When the user asks for CSV, output line-item rows with these columns when available:

- `source_file` (bulk mode)
- `merchant`
- `date`
- `description`
- `quantity`
- `total_price`
- `item_tax`
- `sku`
- `receipt_tax`
- `receipt_total`
- `saved_receipt_id`
- `http_status` (bulk mode)
- `success` (bulk mode)
- `error` (bulk mode)

## Error handling

Interpret common failures like this:

- `400` — invalid input, missing file, unsupported type, or file too large
- `401` — missing/invalid token
- `402` — insufficient credits
- `429` — rate limited; retry with backoff
- `500` — server error; safe to retry carefully

If the response is malformed or `success` is false:
- show the error plainly
- do not invent extracted data
- mention likely causes if obvious (bad token, no credits, unsupported file)

## Practical notes

- Treat the API result as the source of truth, but sanity-check obvious issues.
- Flag suspicious output instead of silently "fixing" it.
====================
■ **Your task**
What does a 402 response mean, according to the page? The material that comes next is separate from the page.

■ **Data listing**
====================
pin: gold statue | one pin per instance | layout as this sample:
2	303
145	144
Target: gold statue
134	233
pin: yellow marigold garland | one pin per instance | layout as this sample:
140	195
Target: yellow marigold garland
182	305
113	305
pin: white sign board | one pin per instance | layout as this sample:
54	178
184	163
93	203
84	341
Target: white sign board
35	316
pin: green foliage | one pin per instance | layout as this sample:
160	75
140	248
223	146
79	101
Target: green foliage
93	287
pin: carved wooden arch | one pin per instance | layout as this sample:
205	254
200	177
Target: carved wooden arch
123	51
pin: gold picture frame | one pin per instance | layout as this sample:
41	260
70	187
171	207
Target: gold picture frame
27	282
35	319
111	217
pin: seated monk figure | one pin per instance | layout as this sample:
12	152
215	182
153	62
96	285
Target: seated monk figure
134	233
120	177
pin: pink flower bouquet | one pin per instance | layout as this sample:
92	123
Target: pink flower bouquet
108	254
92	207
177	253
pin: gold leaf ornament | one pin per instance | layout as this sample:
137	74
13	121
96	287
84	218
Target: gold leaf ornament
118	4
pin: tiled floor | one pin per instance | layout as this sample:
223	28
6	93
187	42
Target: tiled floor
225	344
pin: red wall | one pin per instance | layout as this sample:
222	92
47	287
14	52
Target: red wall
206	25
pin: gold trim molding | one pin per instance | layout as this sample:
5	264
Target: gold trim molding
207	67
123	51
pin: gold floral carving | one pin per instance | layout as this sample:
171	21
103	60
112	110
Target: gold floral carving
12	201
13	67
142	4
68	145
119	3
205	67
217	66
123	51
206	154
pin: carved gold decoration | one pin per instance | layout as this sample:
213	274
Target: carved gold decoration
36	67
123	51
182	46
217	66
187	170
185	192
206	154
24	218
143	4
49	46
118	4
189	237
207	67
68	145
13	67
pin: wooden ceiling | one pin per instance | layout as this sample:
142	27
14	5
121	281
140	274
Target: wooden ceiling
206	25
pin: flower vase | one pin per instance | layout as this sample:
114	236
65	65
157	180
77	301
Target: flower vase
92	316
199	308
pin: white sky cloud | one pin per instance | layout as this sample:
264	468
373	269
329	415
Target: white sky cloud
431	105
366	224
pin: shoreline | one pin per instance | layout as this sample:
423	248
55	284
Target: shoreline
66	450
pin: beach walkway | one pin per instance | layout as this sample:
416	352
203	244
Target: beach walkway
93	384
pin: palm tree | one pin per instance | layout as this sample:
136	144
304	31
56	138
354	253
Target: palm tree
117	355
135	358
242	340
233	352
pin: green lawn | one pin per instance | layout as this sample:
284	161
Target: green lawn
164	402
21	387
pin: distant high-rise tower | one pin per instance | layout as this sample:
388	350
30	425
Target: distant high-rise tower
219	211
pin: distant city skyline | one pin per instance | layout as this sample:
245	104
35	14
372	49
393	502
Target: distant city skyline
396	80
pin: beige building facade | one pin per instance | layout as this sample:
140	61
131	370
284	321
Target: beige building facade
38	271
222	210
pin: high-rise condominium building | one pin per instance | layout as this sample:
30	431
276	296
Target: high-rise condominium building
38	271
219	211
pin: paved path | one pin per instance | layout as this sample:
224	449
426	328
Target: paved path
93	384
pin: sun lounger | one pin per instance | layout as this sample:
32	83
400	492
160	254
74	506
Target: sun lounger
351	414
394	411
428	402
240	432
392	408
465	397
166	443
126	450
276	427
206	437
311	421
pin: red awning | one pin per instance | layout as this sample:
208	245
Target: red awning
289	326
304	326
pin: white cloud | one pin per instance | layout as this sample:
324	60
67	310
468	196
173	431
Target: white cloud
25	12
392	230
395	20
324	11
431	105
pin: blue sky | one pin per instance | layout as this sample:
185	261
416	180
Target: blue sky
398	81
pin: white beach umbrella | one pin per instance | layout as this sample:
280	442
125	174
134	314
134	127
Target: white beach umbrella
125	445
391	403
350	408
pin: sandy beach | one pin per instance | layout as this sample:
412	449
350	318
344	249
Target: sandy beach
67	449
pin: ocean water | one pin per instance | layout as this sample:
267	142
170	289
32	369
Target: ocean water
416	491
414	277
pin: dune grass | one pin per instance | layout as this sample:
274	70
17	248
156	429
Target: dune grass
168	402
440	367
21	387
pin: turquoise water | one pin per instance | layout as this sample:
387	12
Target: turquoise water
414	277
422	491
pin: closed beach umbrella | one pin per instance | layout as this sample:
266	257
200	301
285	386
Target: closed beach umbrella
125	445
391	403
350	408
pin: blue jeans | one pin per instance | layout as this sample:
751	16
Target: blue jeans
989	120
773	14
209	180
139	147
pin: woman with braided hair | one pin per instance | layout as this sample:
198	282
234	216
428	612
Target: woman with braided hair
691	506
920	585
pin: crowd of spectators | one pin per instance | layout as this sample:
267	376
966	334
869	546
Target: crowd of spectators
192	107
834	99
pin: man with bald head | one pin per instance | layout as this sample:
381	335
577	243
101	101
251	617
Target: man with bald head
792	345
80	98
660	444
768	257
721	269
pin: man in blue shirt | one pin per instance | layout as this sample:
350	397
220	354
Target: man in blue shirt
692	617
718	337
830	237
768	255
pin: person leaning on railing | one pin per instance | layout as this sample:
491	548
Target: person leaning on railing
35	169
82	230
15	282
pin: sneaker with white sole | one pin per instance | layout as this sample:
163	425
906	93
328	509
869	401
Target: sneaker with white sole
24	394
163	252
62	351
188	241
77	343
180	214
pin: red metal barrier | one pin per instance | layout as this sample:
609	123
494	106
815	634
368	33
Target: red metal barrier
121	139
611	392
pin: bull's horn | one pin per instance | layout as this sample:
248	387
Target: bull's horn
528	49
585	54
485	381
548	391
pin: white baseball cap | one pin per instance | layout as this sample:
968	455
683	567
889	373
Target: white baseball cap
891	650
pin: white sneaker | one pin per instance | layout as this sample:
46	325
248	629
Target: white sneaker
====================
■ **Correct answer**
Insufficient credits.